*** GIVEN RECORDS Section Begins ***

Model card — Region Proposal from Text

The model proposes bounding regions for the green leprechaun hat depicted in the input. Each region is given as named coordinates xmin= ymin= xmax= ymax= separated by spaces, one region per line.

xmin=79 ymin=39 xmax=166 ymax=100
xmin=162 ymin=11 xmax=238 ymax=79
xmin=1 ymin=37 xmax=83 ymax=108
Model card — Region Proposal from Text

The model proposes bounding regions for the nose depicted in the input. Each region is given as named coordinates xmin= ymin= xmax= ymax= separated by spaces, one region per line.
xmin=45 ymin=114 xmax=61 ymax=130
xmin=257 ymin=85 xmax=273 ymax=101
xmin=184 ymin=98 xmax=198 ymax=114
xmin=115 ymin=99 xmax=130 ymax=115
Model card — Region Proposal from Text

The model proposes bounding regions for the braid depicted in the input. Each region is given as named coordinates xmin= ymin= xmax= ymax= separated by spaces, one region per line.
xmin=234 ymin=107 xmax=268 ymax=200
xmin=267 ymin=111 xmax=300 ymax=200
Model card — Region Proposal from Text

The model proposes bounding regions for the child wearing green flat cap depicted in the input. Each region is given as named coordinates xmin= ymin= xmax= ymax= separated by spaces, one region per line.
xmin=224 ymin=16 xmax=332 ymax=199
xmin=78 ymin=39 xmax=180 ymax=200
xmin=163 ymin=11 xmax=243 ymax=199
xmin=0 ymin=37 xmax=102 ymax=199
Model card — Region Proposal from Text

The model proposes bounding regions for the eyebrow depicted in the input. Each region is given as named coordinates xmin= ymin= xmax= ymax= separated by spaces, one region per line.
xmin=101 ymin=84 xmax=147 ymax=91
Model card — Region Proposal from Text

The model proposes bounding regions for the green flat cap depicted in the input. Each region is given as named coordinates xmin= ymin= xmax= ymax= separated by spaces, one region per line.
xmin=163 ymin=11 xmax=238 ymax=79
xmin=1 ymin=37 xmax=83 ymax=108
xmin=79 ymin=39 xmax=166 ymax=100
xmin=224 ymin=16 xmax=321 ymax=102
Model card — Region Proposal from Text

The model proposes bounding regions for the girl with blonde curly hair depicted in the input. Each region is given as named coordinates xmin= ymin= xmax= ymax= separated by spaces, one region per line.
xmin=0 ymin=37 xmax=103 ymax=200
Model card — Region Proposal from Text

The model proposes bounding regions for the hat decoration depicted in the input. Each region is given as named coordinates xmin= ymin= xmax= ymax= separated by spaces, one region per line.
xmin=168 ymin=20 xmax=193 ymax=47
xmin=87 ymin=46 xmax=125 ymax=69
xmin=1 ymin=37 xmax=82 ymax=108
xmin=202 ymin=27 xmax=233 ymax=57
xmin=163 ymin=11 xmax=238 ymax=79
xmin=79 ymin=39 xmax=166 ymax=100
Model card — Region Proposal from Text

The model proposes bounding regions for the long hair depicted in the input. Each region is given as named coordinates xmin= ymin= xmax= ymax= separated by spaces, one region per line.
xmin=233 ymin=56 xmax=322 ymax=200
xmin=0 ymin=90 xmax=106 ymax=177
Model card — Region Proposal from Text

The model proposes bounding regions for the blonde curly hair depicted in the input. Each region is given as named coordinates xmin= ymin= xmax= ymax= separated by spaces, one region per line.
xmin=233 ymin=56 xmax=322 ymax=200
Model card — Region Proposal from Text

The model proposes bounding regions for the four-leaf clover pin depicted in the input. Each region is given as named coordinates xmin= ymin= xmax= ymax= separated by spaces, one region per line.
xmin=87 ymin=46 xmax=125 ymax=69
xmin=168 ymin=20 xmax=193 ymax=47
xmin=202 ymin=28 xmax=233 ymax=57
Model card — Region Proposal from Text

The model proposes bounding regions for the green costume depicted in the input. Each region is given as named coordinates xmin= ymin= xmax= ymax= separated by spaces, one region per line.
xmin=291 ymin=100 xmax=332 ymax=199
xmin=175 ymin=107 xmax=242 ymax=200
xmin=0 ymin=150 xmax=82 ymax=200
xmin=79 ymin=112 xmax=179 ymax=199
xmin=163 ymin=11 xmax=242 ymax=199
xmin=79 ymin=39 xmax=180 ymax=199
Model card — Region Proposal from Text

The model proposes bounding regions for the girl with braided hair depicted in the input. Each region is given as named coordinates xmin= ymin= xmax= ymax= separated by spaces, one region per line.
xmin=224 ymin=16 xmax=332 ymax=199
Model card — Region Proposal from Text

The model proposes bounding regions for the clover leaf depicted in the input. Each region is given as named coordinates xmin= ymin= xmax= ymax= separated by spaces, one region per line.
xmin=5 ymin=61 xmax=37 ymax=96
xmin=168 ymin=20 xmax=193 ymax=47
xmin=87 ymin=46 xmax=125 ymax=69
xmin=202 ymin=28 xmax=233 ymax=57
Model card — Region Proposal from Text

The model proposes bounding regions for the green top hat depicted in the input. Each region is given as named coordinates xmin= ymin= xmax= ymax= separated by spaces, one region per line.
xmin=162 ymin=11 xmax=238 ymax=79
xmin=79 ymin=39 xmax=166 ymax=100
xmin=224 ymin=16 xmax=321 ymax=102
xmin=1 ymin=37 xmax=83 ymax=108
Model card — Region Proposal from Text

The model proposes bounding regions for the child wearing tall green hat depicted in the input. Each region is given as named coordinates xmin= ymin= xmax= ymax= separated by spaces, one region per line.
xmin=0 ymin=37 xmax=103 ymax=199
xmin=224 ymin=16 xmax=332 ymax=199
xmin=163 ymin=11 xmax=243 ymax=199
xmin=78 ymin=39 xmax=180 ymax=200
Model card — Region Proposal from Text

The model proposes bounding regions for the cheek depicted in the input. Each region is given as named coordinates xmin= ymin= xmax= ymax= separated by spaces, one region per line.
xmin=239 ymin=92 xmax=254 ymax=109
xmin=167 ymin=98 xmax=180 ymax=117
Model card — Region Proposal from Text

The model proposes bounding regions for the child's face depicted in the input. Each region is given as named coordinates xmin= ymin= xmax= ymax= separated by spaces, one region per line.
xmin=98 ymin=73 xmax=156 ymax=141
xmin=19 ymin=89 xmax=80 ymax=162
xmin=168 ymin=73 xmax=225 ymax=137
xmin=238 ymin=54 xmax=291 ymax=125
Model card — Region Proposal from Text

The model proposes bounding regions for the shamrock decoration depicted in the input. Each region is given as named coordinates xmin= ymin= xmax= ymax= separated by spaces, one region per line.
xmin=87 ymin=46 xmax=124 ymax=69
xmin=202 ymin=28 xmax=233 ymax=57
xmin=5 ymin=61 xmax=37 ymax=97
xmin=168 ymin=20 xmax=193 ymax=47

*** GIVEN RECORDS Section Ends ***

Return every record above exactly as written.

Model card — Region Proposal from Text

The model proposes bounding regions for the green leprechaun hat depicted in the input. Each region is given as named coordinates xmin= ymin= xmax= ymax= separated by spaces, one region per line.

xmin=79 ymin=39 xmax=166 ymax=100
xmin=162 ymin=11 xmax=238 ymax=79
xmin=1 ymin=37 xmax=83 ymax=108
Model card — Region Proposal from Text

The model proposes bounding regions for the nose depicted in the input. Each region is given as named coordinates xmin= ymin= xmax= ymax= separated by spaces, one region per line.
xmin=45 ymin=114 xmax=61 ymax=130
xmin=257 ymin=85 xmax=273 ymax=101
xmin=184 ymin=98 xmax=198 ymax=114
xmin=115 ymin=99 xmax=130 ymax=115
Model card — Region Proposal from Text

The model proposes bounding regions for the braid depicted in the input. Each region is given as named coordinates xmin= ymin= xmax= ymax= separated by spaces, one region per line.
xmin=234 ymin=107 xmax=268 ymax=200
xmin=267 ymin=111 xmax=300 ymax=200
Model card — Region Proposal from Text

The model proposes bounding regions for the child wearing green flat cap depicted in the input. Each region is given as named coordinates xmin= ymin= xmax= ymax= separated by spaces, one region per line.
xmin=224 ymin=16 xmax=332 ymax=199
xmin=78 ymin=39 xmax=180 ymax=200
xmin=163 ymin=11 xmax=243 ymax=199
xmin=0 ymin=37 xmax=102 ymax=199
Model card — Region Proposal from Text

The model proposes bounding regions for the eyebrow depicted in the input. Each region is given as named coordinates xmin= ymin= xmax= ymax= separated by spaces, one region per line.
xmin=101 ymin=84 xmax=147 ymax=91
Model card — Region Proposal from Text

The model proposes bounding regions for the green flat cap depicted in the input. Each region is given as named coordinates xmin= ymin= xmax= ymax= separated by spaces, one region per line.
xmin=163 ymin=11 xmax=238 ymax=79
xmin=1 ymin=37 xmax=83 ymax=108
xmin=79 ymin=39 xmax=166 ymax=100
xmin=224 ymin=16 xmax=321 ymax=102
Model card — Region Proposal from Text

The model proposes bounding regions for the girl with blonde curly hair depicted in the input. Each region is given as named coordinates xmin= ymin= xmax= ymax= separated by spaces, one region per line.
xmin=0 ymin=37 xmax=103 ymax=200
Model card — Region Proposal from Text

The model proposes bounding regions for the hat decoration depicted in the input. Each region is given as named coordinates xmin= ymin= xmax= ymax= separated by spaces, one region per line.
xmin=168 ymin=20 xmax=193 ymax=47
xmin=87 ymin=46 xmax=125 ymax=69
xmin=1 ymin=37 xmax=82 ymax=108
xmin=202 ymin=27 xmax=233 ymax=57
xmin=163 ymin=11 xmax=238 ymax=79
xmin=79 ymin=39 xmax=166 ymax=100
Model card — Region Proposal from Text

The model proposes bounding regions for the long hair depicted in the input. Each region is given as named coordinates xmin= ymin= xmax= ymax= separated by spaces, one region per line.
xmin=233 ymin=56 xmax=322 ymax=200
xmin=0 ymin=90 xmax=106 ymax=177
Model card — Region Proposal from Text

The model proposes bounding regions for the blonde curly hair depicted in the input. Each region is given as named coordinates xmin= ymin= xmax= ymax= separated by spaces, one region per line.
xmin=233 ymin=56 xmax=322 ymax=200
Model card — Region Proposal from Text

The model proposes bounding regions for the four-leaf clover pin depicted in the input. Each region is given as named coordinates xmin= ymin= xmax= ymax= separated by spaces, one region per line.
xmin=87 ymin=46 xmax=125 ymax=69
xmin=168 ymin=20 xmax=193 ymax=47
xmin=202 ymin=28 xmax=233 ymax=57
Model card — Region Proposal from Text

The model proposes bounding regions for the green costume depicted in the input. Each region is given as named coordinates xmin= ymin= xmax= ymax= separated by spaces, one region per line.
xmin=291 ymin=100 xmax=332 ymax=199
xmin=175 ymin=107 xmax=242 ymax=200
xmin=0 ymin=150 xmax=82 ymax=200
xmin=79 ymin=112 xmax=179 ymax=199
xmin=163 ymin=11 xmax=242 ymax=199
xmin=79 ymin=39 xmax=180 ymax=199
Model card — Region Proposal from Text

The model proposes bounding regions for the girl with braided hair depicted in the input. Each region is given as named coordinates xmin= ymin= xmax= ymax= separated by spaces, one region per line.
xmin=224 ymin=16 xmax=332 ymax=199
Model card — Region Proposal from Text

The model proposes bounding regions for the clover leaf depicted in the input. Each region is given as named coordinates xmin= ymin= xmax= ymax= separated by spaces, one region per line.
xmin=5 ymin=61 xmax=37 ymax=96
xmin=168 ymin=20 xmax=193 ymax=47
xmin=87 ymin=46 xmax=125 ymax=69
xmin=202 ymin=28 xmax=233 ymax=57
Model card — Region Proposal from Text

The model proposes bounding regions for the green top hat depicted in the input. Each region is given as named coordinates xmin= ymin= xmax= ymax= separated by spaces, one region per line.
xmin=162 ymin=11 xmax=238 ymax=79
xmin=79 ymin=39 xmax=166 ymax=100
xmin=224 ymin=16 xmax=321 ymax=102
xmin=1 ymin=37 xmax=83 ymax=108
Model card — Region Proposal from Text

The model proposes bounding regions for the child wearing tall green hat depicted in the input. Each region is given as named coordinates xmin= ymin= xmax= ymax= separated by spaces, one region per line.
xmin=0 ymin=37 xmax=103 ymax=199
xmin=224 ymin=16 xmax=332 ymax=199
xmin=163 ymin=11 xmax=243 ymax=199
xmin=78 ymin=39 xmax=180 ymax=200
Model card — Region Proposal from Text

The model proposes bounding regions for the cheek depicted in the input. Each region is given as named coordinates xmin= ymin= xmax= ymax= separated by spaces, one region per line.
xmin=239 ymin=92 xmax=254 ymax=109
xmin=167 ymin=98 xmax=180 ymax=117
Model card — Region Proposal from Text

The model proposes bounding regions for the child's face depicted in the input. Each region is given as named coordinates xmin= ymin= xmax= ymax= separated by spaces, one region per line.
xmin=98 ymin=73 xmax=156 ymax=141
xmin=19 ymin=89 xmax=80 ymax=162
xmin=168 ymin=73 xmax=225 ymax=137
xmin=238 ymin=54 xmax=291 ymax=125
Model card — Region Proposal from Text

The model proposes bounding regions for the shamrock decoration depicted in the input. Each region is given as named coordinates xmin= ymin= xmax= ymax= separated by spaces, one region per line.
xmin=87 ymin=46 xmax=124 ymax=69
xmin=202 ymin=28 xmax=233 ymax=57
xmin=5 ymin=61 xmax=37 ymax=97
xmin=168 ymin=20 xmax=193 ymax=47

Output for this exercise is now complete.